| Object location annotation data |
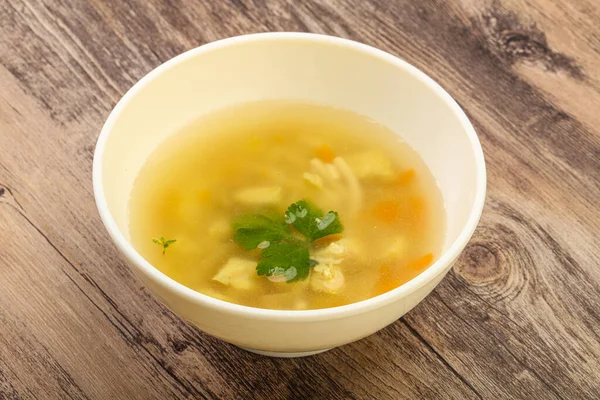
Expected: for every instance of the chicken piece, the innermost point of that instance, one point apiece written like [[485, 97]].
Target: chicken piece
[[326, 278], [238, 273], [314, 179], [215, 294], [259, 196], [337, 185], [371, 165], [394, 249]]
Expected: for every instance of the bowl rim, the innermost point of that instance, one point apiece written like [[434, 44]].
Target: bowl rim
[[438, 267]]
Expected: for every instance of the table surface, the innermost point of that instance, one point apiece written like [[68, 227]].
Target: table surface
[[517, 317]]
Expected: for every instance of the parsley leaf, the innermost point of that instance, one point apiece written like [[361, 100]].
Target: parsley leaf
[[282, 253], [290, 259], [253, 229], [309, 220], [164, 243]]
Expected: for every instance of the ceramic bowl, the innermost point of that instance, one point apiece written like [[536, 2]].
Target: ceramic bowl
[[315, 68]]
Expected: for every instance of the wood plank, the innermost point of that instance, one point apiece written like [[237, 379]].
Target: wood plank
[[518, 316]]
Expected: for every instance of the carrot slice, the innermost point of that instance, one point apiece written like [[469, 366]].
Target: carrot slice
[[325, 153]]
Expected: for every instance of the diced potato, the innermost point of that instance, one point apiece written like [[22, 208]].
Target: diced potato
[[371, 164], [353, 249], [326, 278], [238, 273], [220, 229], [266, 195]]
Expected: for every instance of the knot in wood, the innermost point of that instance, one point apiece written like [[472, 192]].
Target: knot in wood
[[523, 45], [480, 264]]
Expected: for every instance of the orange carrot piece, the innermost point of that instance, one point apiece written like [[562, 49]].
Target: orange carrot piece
[[404, 178], [388, 211], [325, 153]]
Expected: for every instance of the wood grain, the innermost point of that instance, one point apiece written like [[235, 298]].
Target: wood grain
[[518, 317]]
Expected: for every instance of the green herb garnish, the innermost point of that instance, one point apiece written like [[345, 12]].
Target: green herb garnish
[[164, 243], [282, 252]]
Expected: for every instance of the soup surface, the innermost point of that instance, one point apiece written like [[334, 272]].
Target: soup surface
[[287, 205]]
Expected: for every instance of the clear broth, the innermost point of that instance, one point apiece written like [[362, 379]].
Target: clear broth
[[190, 189]]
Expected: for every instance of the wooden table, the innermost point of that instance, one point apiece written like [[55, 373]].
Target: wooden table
[[519, 315]]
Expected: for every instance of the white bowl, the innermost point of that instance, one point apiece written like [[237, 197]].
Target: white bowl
[[299, 66]]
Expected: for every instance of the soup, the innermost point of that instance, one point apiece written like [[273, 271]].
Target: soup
[[287, 205]]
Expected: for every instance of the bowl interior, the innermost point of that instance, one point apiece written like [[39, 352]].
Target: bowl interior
[[293, 66]]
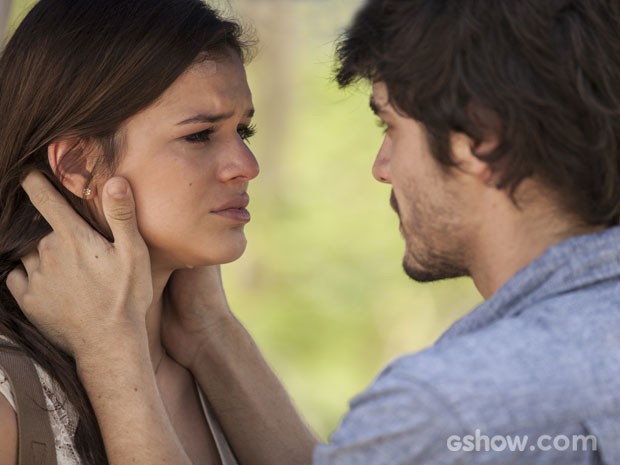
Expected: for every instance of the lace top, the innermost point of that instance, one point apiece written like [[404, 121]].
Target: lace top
[[64, 420], [63, 417]]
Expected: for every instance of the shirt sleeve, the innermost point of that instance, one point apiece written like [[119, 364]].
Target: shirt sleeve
[[397, 421]]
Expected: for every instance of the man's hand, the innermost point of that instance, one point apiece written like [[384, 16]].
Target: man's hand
[[195, 305], [79, 289]]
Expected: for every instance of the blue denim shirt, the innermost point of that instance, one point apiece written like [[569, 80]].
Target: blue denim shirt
[[538, 362]]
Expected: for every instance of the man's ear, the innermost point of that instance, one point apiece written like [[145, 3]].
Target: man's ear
[[73, 163], [468, 156]]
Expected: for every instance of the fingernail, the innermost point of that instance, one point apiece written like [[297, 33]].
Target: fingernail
[[117, 188]]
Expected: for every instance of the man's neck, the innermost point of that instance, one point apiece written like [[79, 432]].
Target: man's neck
[[512, 238]]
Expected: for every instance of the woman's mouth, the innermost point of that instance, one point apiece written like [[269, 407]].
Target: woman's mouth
[[240, 215], [235, 209]]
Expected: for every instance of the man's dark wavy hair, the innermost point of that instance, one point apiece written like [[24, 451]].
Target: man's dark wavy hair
[[543, 75]]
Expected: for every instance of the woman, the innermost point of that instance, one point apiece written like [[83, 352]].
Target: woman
[[153, 91]]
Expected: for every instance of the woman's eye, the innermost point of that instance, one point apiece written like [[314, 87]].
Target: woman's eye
[[202, 136], [246, 132]]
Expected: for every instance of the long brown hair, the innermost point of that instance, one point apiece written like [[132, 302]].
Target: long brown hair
[[80, 68]]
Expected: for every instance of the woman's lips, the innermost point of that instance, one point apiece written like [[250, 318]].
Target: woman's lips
[[240, 215], [235, 209]]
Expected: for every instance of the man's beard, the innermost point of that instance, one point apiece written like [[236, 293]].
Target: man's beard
[[433, 268], [434, 265]]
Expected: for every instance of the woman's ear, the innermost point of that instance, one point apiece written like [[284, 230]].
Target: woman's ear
[[73, 163]]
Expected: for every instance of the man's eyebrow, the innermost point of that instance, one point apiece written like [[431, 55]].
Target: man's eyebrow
[[205, 118]]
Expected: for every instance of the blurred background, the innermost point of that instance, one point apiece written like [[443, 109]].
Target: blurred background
[[321, 285]]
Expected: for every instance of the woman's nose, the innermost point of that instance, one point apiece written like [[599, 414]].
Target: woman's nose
[[240, 163]]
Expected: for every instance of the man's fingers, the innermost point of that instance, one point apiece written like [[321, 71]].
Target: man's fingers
[[31, 262], [17, 283], [48, 201], [120, 211]]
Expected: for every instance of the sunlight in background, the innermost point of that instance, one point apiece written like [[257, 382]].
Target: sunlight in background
[[321, 286]]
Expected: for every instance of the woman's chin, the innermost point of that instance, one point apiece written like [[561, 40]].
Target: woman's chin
[[221, 256]]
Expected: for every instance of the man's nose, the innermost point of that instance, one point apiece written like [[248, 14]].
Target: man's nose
[[381, 167]]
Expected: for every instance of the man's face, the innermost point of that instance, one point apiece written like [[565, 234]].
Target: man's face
[[426, 196]]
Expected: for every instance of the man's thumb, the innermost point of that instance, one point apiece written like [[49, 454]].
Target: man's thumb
[[119, 209]]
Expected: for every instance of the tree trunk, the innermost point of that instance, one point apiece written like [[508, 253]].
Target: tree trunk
[[5, 9]]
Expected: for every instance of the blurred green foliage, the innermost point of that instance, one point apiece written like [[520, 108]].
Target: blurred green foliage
[[321, 286]]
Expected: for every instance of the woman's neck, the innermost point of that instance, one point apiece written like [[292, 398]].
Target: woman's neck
[[154, 315]]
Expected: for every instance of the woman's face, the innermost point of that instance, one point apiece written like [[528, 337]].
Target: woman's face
[[189, 167]]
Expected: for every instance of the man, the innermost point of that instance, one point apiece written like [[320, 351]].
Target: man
[[503, 150]]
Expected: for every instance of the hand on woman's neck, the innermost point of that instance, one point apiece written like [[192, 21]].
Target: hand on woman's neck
[[154, 315]]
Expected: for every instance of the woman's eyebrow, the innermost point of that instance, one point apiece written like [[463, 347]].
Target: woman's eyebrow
[[205, 118]]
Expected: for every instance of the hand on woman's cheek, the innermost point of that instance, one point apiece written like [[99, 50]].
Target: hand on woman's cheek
[[80, 290]]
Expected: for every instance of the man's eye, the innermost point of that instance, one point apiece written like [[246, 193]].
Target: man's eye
[[202, 136], [246, 132]]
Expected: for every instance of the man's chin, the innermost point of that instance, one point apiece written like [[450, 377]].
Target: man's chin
[[426, 274]]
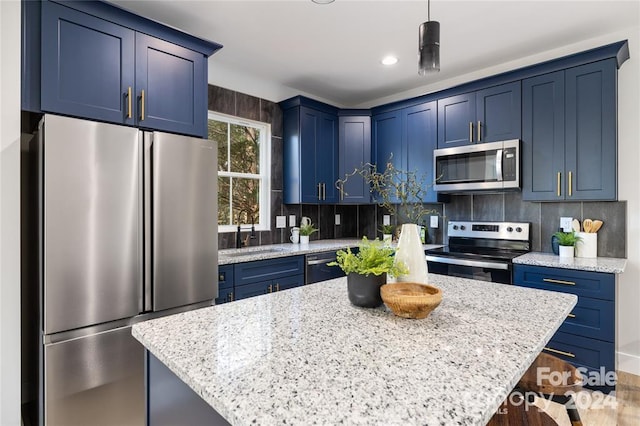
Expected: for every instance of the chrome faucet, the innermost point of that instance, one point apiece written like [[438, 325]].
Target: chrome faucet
[[239, 242]]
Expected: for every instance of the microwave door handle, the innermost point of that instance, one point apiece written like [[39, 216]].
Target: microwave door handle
[[499, 165]]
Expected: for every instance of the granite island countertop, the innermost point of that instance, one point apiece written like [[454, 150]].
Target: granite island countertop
[[307, 356], [272, 251], [609, 265]]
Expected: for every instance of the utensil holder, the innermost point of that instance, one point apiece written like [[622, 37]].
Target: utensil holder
[[587, 246]]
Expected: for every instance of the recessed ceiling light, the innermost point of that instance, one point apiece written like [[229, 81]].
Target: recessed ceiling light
[[389, 60]]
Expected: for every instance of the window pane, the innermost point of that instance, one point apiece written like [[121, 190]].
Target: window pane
[[245, 149], [224, 215], [246, 200], [218, 133]]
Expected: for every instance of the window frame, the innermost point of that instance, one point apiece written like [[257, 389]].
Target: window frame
[[264, 220]]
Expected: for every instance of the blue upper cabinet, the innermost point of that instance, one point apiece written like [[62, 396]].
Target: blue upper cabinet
[[121, 68], [498, 113], [174, 84], [354, 149], [569, 134], [88, 65], [485, 115], [419, 137], [543, 137], [456, 115], [591, 120], [310, 152], [387, 141], [407, 138]]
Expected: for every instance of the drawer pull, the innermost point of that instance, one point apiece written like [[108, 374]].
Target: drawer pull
[[555, 351], [551, 280]]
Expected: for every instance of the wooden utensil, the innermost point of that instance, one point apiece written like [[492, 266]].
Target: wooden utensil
[[575, 225], [597, 224]]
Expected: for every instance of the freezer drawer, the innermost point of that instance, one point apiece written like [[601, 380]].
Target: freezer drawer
[[95, 380]]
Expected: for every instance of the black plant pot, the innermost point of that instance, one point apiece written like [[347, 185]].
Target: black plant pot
[[364, 290]]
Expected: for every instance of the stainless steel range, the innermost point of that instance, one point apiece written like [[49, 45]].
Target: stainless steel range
[[480, 250]]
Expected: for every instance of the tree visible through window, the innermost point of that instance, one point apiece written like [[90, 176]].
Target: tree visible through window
[[243, 171]]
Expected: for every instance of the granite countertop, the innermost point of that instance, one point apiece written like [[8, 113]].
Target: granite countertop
[[610, 265], [307, 356], [271, 251]]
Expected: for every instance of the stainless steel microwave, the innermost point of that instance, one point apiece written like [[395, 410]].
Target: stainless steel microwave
[[485, 166]]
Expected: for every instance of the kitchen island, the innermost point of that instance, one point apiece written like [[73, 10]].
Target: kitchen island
[[307, 356]]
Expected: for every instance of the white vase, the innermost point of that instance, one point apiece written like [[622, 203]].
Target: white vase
[[410, 252], [566, 251]]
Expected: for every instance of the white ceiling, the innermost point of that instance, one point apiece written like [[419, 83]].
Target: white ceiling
[[332, 52]]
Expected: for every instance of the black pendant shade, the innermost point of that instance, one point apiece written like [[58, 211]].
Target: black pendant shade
[[429, 47]]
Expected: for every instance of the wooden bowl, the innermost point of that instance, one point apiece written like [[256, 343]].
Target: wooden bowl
[[411, 300]]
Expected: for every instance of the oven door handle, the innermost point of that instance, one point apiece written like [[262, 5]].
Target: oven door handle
[[467, 262]]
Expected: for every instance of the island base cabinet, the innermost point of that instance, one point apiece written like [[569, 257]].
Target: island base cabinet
[[170, 401]]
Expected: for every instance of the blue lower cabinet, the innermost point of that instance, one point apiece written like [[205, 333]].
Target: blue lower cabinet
[[586, 338]]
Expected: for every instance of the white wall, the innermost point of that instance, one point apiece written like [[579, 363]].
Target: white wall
[[9, 213]]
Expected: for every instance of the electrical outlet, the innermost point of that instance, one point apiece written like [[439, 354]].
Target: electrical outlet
[[565, 224]]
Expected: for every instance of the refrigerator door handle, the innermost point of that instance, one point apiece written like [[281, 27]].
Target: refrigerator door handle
[[147, 143]]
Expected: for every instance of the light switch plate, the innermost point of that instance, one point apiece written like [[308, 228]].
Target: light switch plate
[[565, 224]]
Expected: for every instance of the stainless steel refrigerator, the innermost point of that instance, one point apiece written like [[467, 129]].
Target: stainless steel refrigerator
[[128, 231]]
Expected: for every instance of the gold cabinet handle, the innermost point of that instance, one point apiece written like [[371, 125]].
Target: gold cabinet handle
[[552, 281], [129, 111], [555, 351], [570, 183], [142, 105]]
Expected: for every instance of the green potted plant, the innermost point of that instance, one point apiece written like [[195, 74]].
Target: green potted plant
[[567, 242], [367, 271], [305, 231]]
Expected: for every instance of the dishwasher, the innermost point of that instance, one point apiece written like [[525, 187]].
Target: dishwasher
[[316, 268]]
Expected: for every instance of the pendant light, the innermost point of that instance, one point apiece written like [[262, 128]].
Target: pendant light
[[429, 45]]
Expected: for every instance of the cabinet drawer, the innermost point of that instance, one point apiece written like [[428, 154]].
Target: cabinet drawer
[[581, 351], [264, 270], [592, 318], [596, 285]]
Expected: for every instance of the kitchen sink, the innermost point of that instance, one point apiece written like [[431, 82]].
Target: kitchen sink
[[252, 252]]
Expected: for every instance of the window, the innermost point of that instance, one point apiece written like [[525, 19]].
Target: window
[[243, 171]]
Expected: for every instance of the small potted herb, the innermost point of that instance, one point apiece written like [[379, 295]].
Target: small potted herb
[[567, 242], [367, 271], [305, 231]]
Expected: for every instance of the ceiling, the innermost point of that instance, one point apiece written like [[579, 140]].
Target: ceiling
[[332, 52]]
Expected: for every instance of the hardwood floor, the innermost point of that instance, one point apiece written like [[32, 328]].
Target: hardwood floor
[[623, 409]]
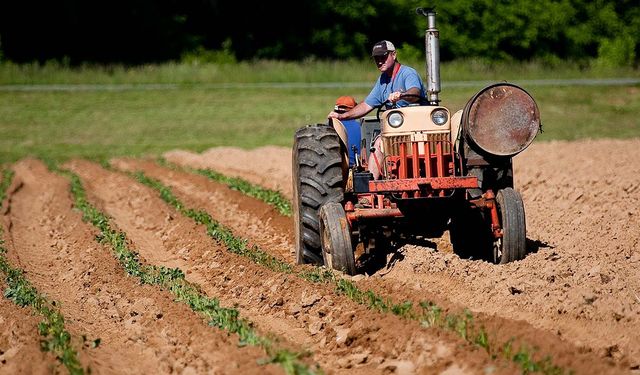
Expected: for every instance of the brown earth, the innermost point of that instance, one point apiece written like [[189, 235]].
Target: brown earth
[[142, 330], [20, 342], [576, 297], [581, 282]]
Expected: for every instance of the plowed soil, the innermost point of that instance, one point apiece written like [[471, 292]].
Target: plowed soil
[[580, 283], [575, 297]]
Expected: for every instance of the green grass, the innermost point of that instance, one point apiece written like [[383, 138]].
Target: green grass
[[55, 338], [194, 115], [279, 71]]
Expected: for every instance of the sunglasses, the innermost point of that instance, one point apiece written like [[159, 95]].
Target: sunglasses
[[381, 58]]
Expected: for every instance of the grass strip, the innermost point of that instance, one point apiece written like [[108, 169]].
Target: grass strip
[[57, 339], [271, 197], [173, 279], [427, 313]]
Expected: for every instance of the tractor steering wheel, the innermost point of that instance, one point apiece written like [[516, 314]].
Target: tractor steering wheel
[[382, 107]]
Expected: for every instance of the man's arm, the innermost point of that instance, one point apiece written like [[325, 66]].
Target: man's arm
[[356, 112], [398, 95]]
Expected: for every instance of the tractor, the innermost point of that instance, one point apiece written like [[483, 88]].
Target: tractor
[[439, 171]]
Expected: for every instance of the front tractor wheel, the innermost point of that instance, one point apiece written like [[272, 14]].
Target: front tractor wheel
[[335, 237], [513, 244]]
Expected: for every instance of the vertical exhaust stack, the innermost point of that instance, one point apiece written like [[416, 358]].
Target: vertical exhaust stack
[[432, 47]]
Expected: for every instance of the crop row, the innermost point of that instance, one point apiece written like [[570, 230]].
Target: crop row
[[426, 313], [56, 338], [173, 280]]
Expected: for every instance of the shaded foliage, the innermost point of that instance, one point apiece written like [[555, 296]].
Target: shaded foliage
[[139, 31]]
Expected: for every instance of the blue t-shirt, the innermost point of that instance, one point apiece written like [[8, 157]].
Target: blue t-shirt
[[353, 135], [406, 78]]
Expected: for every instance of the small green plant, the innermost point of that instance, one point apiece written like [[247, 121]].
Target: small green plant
[[428, 314], [271, 197], [173, 279], [56, 339]]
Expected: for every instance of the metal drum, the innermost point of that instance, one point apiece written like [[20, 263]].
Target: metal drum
[[501, 119]]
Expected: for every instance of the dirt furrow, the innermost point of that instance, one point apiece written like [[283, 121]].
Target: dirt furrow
[[343, 336], [273, 164], [20, 342], [581, 283], [141, 329]]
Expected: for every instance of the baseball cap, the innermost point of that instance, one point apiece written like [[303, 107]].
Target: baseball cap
[[345, 103], [382, 47]]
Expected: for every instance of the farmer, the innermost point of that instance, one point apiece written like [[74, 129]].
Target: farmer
[[344, 104], [396, 80]]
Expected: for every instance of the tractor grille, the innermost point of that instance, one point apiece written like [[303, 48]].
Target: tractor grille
[[419, 155], [392, 144]]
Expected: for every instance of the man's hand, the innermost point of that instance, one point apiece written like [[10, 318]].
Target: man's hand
[[394, 97]]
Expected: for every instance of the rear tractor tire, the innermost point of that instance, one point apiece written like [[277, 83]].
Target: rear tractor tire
[[335, 237], [318, 179], [513, 244]]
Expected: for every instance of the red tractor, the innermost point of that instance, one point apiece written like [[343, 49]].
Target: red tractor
[[438, 172]]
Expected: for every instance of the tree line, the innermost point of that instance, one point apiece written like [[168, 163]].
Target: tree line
[[144, 31]]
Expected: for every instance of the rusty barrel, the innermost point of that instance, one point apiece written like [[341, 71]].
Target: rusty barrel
[[502, 119]]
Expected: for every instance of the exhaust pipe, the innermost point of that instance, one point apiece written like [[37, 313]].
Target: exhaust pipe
[[432, 47]]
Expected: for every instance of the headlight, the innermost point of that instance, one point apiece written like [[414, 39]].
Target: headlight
[[395, 119], [439, 117]]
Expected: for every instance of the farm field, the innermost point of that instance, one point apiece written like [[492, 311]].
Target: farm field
[[239, 304]]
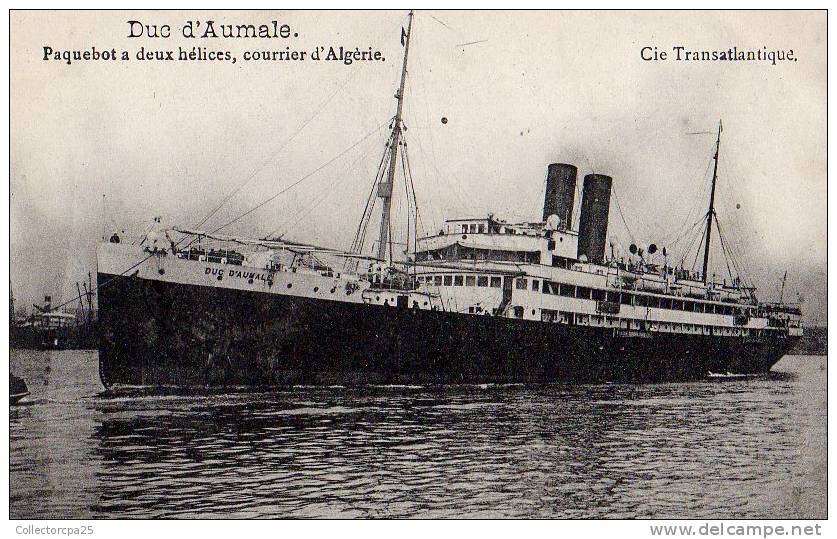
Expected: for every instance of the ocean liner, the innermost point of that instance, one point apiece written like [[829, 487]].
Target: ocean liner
[[482, 300]]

| AIM |
Can you repeat the listing's lines beginning with the one containing "Expected: for every instance of the red" and continuing through the one containing "[[239, 304]]", requests included, but with every answer coordinate offset by -21? Leave the numbers in the requests and their format samples as they are.

| SOLVED PROBLEM |
Expected: for every instance of the red tractor, the innermost point of that instance, one point apiece written like [[343, 49]].
Target: red tractor
[[417, 151]]
Expected: for every instance of the tree line, the innermost point of that instance, one point apiece written like [[168, 163]].
Target: tree line
[[123, 10]]
Expected: for every instance of the rusty barrel, the innermost point of that instance, one point apiece written like [[341, 71]].
Target: rusty barrel
[[481, 98]]
Expected: for every instance of the exhaust pipe, the innermost point of that instance, one point apiece written like [[37, 313]].
Target: exhaust pipe
[[411, 26]]
Expected: for every instance of the headlight, the innermost point of that instance, one point apiece written like [[414, 39]].
Target: headlight
[[374, 98], [418, 96]]
Expected: for every instance of the farm field, the innermost point of that instance, one point apiece written like [[492, 311]].
Target: farm field
[[218, 283]]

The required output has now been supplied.